* [INSTRUCTION]: Return every line of the material below verbatim, with no changes of any kind.

═══ DATA EXCERPTS ═══

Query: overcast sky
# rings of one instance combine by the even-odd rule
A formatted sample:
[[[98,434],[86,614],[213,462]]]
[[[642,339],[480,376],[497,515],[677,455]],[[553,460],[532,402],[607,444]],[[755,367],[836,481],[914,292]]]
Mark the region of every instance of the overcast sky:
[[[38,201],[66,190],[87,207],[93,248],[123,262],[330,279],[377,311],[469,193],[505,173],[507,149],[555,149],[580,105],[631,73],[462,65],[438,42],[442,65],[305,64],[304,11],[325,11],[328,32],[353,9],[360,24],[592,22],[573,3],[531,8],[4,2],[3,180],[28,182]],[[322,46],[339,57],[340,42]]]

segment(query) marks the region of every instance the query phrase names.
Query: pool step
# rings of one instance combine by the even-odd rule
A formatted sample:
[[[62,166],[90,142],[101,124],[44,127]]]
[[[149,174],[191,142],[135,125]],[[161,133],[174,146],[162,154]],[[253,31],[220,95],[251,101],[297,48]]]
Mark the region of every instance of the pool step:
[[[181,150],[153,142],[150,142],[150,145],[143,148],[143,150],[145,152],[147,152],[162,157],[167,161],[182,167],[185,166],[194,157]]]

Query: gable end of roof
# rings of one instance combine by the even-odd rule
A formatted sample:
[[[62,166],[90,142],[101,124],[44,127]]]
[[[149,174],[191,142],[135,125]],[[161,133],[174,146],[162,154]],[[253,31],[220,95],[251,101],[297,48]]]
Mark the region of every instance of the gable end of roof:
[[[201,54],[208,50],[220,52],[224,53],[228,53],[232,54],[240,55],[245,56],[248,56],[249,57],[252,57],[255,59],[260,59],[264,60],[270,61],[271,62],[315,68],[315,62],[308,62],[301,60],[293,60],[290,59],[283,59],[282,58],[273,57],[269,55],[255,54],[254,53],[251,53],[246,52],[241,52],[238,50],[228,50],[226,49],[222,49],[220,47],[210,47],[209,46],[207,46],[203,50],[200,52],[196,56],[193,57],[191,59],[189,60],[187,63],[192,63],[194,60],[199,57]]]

═══

* [FULL SOLUTION]:
Query: overcast sky
# rings of one instance combine by the even-odd rule
A formatted sample:
[[[98,434],[86,614],[213,462]]]
[[[642,339],[480,376],[497,515],[677,455]],[[553,460],[532,402],[607,444]],[[755,367],[836,481],[914,292]]]
Mark the region of every instance of the overcast sky:
[[[38,201],[66,190],[87,207],[93,248],[123,262],[330,279],[377,311],[469,193],[505,173],[507,149],[555,149],[580,105],[631,73],[462,65],[438,42],[442,65],[305,64],[304,11],[325,11],[328,32],[353,9],[360,24],[592,22],[573,3],[531,8],[4,2],[3,180],[28,182]],[[322,46],[339,57],[340,42]]]

segment(query) marks the region of every instance the query phrase names.
Query: pool step
# rings of one instance combine by the even-odd rule
A formatted sample:
[[[62,166],[90,142],[101,124],[44,127]]]
[[[149,174],[191,142],[135,125]],[[161,133],[174,146],[162,154]],[[253,31],[220,95],[251,101],[297,48]]]
Mark the region of every instance of the pool step:
[[[181,150],[153,142],[150,142],[150,145],[143,148],[143,150],[145,152],[147,152],[162,157],[167,161],[182,167],[185,166],[194,157]]]

Query: gable end of roof
# rings of one instance combine by the even-odd rule
A formatted sample:
[[[62,166],[90,142],[101,124],[44,127]]]
[[[149,174],[191,142],[135,125]],[[161,133],[174,146],[162,154]],[[253,31],[220,95],[251,101],[297,48]]]
Mark the region of every instance of the gable end of roof:
[[[201,54],[208,50],[220,52],[224,53],[228,53],[232,54],[240,55],[245,56],[248,56],[249,57],[252,57],[255,59],[260,59],[264,60],[270,61],[271,62],[315,68],[315,62],[308,62],[301,60],[293,60],[290,59],[283,59],[282,58],[273,57],[269,55],[255,54],[254,53],[251,53],[246,52],[241,52],[238,50],[228,50],[226,49],[222,49],[220,47],[210,47],[209,46],[207,46],[203,50],[200,52],[196,56],[193,57],[191,59],[189,60],[187,63],[192,63],[194,60],[199,57]]]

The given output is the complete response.